▶ [Input for this task]
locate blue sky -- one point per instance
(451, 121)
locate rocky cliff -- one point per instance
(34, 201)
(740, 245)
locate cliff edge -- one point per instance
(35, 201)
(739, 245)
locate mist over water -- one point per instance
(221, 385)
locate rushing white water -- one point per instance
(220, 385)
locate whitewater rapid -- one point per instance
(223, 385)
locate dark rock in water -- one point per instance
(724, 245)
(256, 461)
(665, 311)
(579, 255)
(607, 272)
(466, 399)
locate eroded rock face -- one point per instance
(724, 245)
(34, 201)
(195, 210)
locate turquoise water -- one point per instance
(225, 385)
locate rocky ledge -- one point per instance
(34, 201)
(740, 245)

▶ [To do]
Repeat the material from above exactly, word for word.

▶ [Finished task]
locate blue sky -- one point per instance
(451, 121)
locate rocky cliff -- one point per instance
(34, 201)
(740, 245)
locate cliff edge -- one point per instance
(35, 201)
(739, 245)
locate mist over water -- one point per instance
(221, 385)
locate rushing white water -- one point per instance
(220, 385)
locate whitewater rapid -- one point per instance
(223, 385)
locate dark rock in water -- one point per instance
(724, 245)
(256, 461)
(665, 311)
(579, 255)
(607, 272)
(466, 399)
locate eroded rock face -- one point per instance
(724, 245)
(34, 201)
(195, 210)
locate turquoise water -- one point per instance
(225, 385)
locate rocky ledge -- one point per instance
(34, 201)
(740, 245)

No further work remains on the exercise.